• _Prompt_
Format the rows below as a numbered list, leaving out any blank lines.

• _Extracted data_
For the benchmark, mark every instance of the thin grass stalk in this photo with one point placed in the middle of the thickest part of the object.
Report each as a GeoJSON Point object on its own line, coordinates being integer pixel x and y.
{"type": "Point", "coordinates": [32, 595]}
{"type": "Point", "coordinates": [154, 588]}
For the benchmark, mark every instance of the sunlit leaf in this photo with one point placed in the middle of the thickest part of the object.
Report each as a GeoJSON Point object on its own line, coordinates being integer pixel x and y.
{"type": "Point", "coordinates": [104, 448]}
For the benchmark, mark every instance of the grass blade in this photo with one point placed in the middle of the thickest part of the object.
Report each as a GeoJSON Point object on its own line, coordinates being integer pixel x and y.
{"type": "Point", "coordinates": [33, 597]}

• _Answer for this exercise_
1. For the benchmark, mark every instance of the thin grass stalk in this photo with one point placed in the middle of the thickest part of the object.
2. Report each as a GeoJSON Point object on its own line, coordinates being integer pixel x and y.
3. {"type": "Point", "coordinates": [32, 595]}
4. {"type": "Point", "coordinates": [154, 588]}
5. For the benchmark, mark every instance of the sunlit leaf in this photo with one point placed in the middle of the thickest part of the object.
6. Report each as a GeoJSON Point object on its own line, coordinates being integer pixel x and y.
7. {"type": "Point", "coordinates": [104, 448]}
8. For the benchmark, mark every instance of the grass blade in this photo with one point placed in the middle of the thickest part of the object.
9. Report each as a GeoJSON Point object on its own line, coordinates being integer pixel x and y.
10. {"type": "Point", "coordinates": [33, 597]}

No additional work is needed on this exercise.